## Work instructions
Can you convert the lines starting with the one containing "FIND: white countertop" and going on through the one containing "column 35, row 223" into a Markdown table with the columns Number and Line, skipping any blank lines?

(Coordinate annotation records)
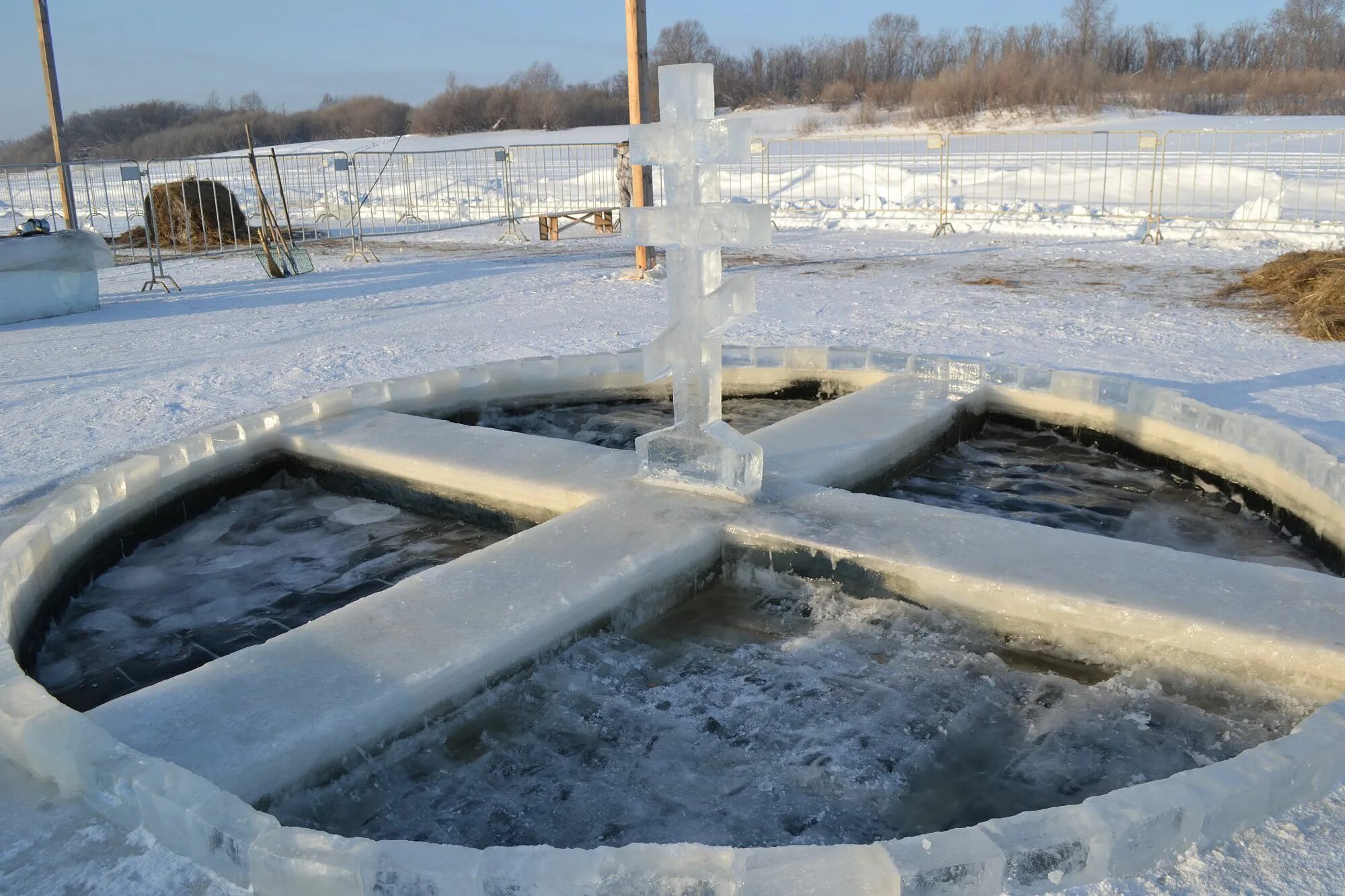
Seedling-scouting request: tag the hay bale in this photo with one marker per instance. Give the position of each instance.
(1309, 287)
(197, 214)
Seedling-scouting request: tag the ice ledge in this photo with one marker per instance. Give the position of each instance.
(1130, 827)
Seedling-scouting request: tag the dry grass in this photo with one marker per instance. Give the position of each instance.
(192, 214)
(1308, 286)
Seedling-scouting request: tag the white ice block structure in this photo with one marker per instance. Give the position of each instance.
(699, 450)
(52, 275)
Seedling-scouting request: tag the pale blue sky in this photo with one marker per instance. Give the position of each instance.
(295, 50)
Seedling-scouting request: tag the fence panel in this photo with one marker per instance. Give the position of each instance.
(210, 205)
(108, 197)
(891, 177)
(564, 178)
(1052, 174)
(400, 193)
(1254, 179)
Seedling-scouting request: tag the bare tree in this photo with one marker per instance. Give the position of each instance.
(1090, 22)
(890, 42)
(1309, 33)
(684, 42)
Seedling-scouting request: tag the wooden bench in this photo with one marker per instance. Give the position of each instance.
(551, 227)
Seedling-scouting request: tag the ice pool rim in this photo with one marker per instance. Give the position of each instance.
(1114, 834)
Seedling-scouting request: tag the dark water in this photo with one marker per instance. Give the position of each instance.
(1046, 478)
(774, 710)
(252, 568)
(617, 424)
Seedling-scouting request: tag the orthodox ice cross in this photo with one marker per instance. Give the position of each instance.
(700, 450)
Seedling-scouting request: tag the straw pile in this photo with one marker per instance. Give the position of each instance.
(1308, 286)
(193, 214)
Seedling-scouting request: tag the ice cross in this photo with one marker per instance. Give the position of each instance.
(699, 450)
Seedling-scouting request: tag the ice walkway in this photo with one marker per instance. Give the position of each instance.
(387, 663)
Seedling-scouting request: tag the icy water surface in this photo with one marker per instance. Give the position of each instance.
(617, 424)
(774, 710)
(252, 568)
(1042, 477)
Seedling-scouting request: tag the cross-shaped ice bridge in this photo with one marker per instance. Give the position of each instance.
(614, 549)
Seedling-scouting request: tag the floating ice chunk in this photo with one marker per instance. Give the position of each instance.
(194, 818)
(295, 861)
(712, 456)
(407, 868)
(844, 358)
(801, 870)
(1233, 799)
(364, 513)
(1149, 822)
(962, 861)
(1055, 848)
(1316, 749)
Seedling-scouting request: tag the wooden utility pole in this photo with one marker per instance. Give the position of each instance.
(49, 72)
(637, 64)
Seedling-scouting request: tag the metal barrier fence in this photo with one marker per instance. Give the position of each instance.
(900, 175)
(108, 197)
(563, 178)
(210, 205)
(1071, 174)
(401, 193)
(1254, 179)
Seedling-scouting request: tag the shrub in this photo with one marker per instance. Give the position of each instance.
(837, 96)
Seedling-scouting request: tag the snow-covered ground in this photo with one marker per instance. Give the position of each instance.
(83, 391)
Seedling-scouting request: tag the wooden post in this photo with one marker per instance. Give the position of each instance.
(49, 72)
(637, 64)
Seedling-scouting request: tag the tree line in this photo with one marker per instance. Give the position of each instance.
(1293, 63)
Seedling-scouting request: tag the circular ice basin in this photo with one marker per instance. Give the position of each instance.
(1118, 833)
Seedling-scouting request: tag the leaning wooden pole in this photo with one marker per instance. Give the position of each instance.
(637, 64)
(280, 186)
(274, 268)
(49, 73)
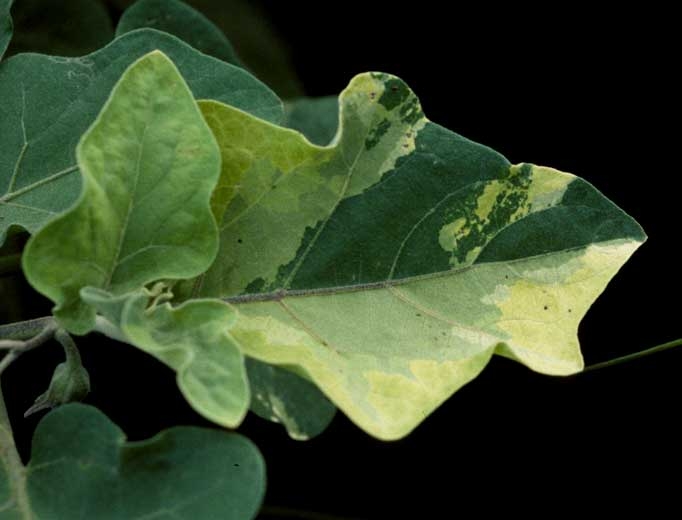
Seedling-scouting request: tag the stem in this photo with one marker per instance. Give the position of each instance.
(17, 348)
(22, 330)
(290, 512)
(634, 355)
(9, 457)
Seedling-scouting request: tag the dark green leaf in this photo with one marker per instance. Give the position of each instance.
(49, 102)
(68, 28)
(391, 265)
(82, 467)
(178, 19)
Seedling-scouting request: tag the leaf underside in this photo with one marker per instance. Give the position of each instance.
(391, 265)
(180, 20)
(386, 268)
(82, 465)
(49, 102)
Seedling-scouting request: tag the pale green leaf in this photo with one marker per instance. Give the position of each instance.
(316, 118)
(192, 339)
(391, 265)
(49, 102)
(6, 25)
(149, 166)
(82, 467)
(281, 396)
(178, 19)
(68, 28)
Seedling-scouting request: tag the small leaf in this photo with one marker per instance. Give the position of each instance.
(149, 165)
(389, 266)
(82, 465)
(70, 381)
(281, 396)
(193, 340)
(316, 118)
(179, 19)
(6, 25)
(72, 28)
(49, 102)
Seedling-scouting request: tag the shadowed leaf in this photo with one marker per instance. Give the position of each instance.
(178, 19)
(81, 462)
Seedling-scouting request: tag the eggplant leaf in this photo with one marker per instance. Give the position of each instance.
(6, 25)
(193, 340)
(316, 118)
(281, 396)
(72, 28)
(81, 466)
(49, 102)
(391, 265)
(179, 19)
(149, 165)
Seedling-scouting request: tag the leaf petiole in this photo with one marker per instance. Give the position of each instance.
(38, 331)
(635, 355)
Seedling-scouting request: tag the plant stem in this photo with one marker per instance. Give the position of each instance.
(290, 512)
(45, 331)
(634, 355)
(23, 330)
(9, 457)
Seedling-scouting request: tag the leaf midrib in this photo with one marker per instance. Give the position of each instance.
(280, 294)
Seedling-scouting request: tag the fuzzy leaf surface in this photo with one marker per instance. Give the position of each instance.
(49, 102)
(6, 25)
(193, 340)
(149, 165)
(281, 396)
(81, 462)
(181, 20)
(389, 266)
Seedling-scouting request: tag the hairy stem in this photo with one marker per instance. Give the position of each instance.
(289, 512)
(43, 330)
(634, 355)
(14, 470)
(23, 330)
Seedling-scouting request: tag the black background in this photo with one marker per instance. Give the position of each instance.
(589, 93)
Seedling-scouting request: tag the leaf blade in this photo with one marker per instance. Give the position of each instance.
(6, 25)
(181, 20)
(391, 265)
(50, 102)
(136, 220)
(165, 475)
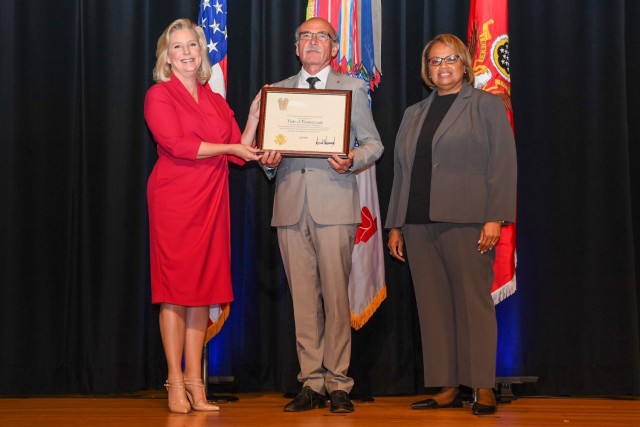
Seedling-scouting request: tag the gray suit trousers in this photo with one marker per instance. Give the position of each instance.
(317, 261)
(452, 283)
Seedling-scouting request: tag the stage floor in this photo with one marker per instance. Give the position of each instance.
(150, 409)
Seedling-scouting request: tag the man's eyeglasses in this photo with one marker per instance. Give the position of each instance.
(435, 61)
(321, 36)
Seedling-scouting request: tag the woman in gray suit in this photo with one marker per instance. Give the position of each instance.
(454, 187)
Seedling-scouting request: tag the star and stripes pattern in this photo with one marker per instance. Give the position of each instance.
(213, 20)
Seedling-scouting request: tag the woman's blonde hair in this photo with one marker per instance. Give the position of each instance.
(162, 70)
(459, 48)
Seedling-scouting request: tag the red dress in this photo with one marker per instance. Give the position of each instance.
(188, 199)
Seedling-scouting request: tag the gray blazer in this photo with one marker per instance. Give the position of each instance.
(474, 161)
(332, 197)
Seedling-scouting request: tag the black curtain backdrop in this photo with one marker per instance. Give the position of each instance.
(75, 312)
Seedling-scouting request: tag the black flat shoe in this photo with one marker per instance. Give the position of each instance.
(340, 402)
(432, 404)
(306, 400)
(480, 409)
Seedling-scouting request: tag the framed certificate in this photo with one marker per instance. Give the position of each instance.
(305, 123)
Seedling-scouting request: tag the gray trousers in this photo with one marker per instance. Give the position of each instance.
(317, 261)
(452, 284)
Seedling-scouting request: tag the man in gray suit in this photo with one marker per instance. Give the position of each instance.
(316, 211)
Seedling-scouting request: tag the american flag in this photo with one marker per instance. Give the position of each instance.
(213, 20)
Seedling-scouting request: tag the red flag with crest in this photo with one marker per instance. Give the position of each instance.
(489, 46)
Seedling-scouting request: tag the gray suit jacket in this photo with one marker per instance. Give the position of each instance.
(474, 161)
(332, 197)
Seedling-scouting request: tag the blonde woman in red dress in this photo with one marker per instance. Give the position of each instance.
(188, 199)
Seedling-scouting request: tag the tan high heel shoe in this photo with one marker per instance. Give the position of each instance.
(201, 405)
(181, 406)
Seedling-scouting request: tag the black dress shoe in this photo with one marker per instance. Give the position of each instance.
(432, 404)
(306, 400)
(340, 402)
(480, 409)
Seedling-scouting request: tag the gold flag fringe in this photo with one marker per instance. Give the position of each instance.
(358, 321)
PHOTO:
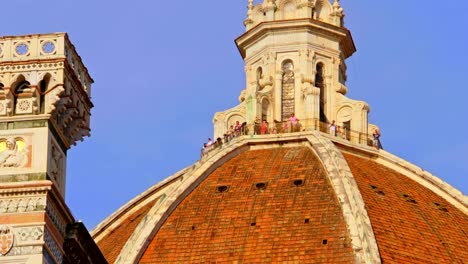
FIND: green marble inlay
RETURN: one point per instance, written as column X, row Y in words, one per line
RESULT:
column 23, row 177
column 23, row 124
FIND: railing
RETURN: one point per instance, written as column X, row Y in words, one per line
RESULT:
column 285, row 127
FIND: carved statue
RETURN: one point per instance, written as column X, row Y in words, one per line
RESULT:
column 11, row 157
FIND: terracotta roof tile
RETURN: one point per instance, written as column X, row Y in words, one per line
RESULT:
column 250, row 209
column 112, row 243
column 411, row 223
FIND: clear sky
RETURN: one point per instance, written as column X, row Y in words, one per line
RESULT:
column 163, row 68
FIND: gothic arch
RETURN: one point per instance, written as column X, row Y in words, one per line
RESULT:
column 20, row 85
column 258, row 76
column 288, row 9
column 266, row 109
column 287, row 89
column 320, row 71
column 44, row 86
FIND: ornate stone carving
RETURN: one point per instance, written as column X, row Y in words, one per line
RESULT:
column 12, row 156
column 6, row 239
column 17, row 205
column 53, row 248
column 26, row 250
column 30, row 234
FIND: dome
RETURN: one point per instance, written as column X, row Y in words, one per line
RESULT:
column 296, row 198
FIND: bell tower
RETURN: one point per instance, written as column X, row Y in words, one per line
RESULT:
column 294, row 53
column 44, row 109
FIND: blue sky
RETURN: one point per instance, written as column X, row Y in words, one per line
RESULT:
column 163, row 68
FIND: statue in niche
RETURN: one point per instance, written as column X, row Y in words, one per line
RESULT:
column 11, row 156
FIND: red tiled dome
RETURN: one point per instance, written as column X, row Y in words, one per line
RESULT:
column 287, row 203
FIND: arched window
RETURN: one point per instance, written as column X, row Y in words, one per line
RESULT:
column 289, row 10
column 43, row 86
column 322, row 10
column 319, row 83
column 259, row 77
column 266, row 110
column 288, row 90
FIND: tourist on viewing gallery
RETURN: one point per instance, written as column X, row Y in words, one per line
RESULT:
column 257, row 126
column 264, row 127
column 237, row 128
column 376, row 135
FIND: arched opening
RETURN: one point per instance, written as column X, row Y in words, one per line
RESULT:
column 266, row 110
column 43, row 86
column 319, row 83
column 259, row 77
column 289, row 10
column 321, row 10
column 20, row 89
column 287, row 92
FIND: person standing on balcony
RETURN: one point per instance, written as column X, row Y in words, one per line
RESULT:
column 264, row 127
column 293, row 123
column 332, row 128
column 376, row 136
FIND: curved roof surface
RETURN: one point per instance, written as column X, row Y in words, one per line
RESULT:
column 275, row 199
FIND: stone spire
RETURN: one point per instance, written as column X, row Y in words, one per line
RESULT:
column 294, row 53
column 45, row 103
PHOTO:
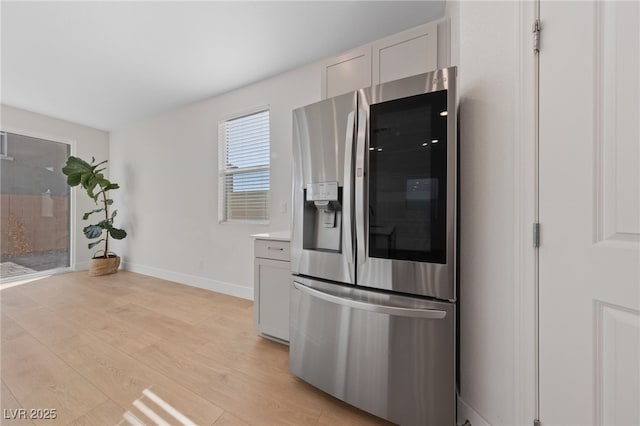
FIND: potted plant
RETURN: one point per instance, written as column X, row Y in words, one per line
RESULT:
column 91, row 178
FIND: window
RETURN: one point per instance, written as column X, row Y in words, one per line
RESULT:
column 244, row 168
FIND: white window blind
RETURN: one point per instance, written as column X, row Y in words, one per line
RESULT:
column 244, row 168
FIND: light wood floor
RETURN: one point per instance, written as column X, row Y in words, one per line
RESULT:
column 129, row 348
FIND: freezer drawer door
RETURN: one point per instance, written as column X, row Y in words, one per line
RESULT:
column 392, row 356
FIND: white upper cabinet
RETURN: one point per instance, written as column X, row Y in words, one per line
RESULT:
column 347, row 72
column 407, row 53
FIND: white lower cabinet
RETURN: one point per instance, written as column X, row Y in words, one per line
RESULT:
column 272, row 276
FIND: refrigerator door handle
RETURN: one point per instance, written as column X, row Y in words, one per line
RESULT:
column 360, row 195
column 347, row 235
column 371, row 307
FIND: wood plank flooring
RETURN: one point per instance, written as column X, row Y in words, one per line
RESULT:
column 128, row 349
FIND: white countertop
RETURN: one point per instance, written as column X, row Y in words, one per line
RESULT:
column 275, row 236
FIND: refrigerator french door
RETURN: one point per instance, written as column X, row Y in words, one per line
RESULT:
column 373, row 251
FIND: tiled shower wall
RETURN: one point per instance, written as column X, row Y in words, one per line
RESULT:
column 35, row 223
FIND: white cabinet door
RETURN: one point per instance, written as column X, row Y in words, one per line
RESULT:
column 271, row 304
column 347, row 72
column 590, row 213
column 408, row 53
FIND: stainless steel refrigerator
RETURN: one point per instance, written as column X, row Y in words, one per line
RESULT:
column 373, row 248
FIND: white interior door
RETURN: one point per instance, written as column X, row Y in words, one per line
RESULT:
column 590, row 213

## Task answer
| Number | Line |
|---|---|
| 1 | FIND: white countertop |
| 2 | RETURN: one point per instance, written as column X, row Y in words, one per line |
| 3 | RESULT: |
| 4 | column 275, row 236 |
| 5 | FIND: refrigerator french door |
| 6 | RETURN: one point per instance, written as column X, row Y in words, one per line |
| 7 | RESULT: |
| 8 | column 373, row 251 |
| 9 | FIND: tiled shower wall |
| 10 | RETURN: one point per instance, written as column X, row Y in words, one per line |
| 11 | RESULT: |
| 12 | column 35, row 223 |